** begin Supplied records **
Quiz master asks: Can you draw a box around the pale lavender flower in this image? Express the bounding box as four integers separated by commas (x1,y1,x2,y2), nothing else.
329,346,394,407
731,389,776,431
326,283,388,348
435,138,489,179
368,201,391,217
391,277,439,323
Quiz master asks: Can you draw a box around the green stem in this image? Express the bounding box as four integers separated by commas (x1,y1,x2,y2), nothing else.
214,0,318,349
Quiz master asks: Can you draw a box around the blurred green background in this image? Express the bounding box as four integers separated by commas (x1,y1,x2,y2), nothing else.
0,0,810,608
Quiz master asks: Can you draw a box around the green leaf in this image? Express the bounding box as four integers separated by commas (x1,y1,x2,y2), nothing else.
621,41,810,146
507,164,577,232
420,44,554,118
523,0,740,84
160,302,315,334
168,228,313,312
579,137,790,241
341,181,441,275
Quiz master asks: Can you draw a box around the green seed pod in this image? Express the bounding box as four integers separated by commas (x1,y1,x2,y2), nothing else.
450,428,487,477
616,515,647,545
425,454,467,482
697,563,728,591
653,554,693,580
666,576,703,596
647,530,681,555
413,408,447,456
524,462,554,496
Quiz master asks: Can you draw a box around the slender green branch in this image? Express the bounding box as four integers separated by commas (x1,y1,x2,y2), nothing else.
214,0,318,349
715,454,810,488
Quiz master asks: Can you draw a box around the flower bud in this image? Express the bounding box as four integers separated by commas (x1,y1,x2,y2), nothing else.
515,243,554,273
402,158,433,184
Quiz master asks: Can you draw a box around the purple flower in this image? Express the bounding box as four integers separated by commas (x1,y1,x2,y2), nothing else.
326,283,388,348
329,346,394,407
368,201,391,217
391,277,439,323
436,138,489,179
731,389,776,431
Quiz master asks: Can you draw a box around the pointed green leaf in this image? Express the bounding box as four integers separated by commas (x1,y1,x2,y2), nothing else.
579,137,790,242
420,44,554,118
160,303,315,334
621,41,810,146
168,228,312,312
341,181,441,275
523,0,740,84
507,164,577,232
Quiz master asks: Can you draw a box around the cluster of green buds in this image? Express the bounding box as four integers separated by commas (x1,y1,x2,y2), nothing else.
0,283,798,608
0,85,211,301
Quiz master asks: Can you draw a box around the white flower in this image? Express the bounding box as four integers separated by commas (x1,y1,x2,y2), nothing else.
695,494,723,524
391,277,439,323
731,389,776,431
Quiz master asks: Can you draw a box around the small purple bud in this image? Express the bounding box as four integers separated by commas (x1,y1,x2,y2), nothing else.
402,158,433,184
** end Supplied records **
### Exercise directions
Arrange every line of the data above as a Markdown table with the columns "Number" and "Line," numbering each row in order and leaving out blank lines.

### The output
| Number | Line |
|---|---|
| 1 | Quiz master asks: Can you draw a box around the pale lavender flower in this image? Express the bounding box as four integers separated by commas (x1,y1,x2,y2), nothing else. |
| 2 | 329,346,394,407 |
| 3 | 731,389,776,431 |
| 4 | 326,283,388,348 |
| 5 | 435,138,489,179 |
| 6 | 368,201,391,217 |
| 7 | 391,277,439,323 |
| 8 | Quiz master asks: Can you draw a box around the green stem in this image? Express the bounding box as four integers separated by commas (x1,y1,x2,y2), nothing else. |
| 9 | 214,0,318,349 |
| 10 | Quiz master asks: Can you draw a box around the blurred green background in this image? Express the bounding box as four integers separated by commas (x1,y1,x2,y2), nothing else. |
| 11 | 0,0,810,608 |
| 12 | Quiz master asks: Can you draw a box around the green leaf in this image? Express the bounding box as four integers separated by commas (x1,y1,x2,y2), nothing else. |
| 13 | 621,41,810,146 |
| 14 | 507,164,577,232 |
| 15 | 420,44,554,118 |
| 16 | 523,0,740,84 |
| 17 | 160,302,315,334 |
| 18 | 168,228,313,312 |
| 19 | 579,137,790,241 |
| 20 | 341,181,441,275 |
| 21 | Quiz master asks: Can you draw a box around the green seed pod in this image? Express the bounding box as four integers separated by commas (x1,y1,x2,y2), nothing else. |
| 22 | 450,428,487,477 |
| 23 | 616,515,647,545 |
| 24 | 425,454,467,482 |
| 25 | 697,563,728,591 |
| 26 | 653,554,693,580 |
| 27 | 666,576,703,596 |
| 28 | 647,530,681,555 |
| 29 | 413,408,447,456 |
| 30 | 524,462,554,496 |
| 31 | Quiz master asks: Can you draw a box around the slender green branch in this image? Express the bounding box as four integers separated by commas (x1,y1,x2,y2), nothing else. |
| 32 | 214,0,318,349 |
| 33 | 715,454,810,488 |
| 34 | Quiz master asks: Can you draw a box around the flower bud in this image? Express the bounding box as four integers separated by commas (x1,y1,x2,y2), nothing else. |
| 35 | 515,243,554,273 |
| 36 | 402,158,433,184 |
| 37 | Quiz master asks: Can you draw a box around the purple flower in this image? Express the bounding box as four integers separated by commas (x1,y1,x2,y2), nothing else. |
| 38 | 326,283,388,348 |
| 39 | 329,346,394,407 |
| 40 | 368,201,391,217 |
| 41 | 391,277,439,323 |
| 42 | 436,138,489,179 |
| 43 | 731,389,776,431 |
| 44 | Quiz master asks: Can you draw a box around the pointed green leaf in this image? Express the bounding box as four integers separated by commas (x1,y1,x2,y2), nothing else. |
| 45 | 579,137,790,242 |
| 46 | 420,44,554,118 |
| 47 | 160,303,315,334 |
| 48 | 621,41,810,146 |
| 49 | 168,228,312,312 |
| 50 | 341,181,441,275 |
| 51 | 523,0,740,84 |
| 52 | 507,164,577,232 |
| 53 | Quiz master asks: Can you draw a box around the cluster of green buds in this image? Express the bounding box as four integers separated by commas (x1,y1,x2,y2), nothing else. |
| 54 | 0,283,798,608 |
| 55 | 0,85,211,301 |
| 56 | Quiz master asks: Can you draw a box around the white flower in this image? Express the bounding box as four integers separated by commas (x1,y1,x2,y2), nothing else. |
| 57 | 695,494,723,524 |
| 58 | 391,277,439,323 |
| 59 | 731,389,776,431 |
| 60 | Quiz master asks: Can you draw a box around the small purple bud in this image? Express the bounding box as four integers separated by commas (x1,y1,x2,y2), nothing else. |
| 61 | 402,158,433,184 |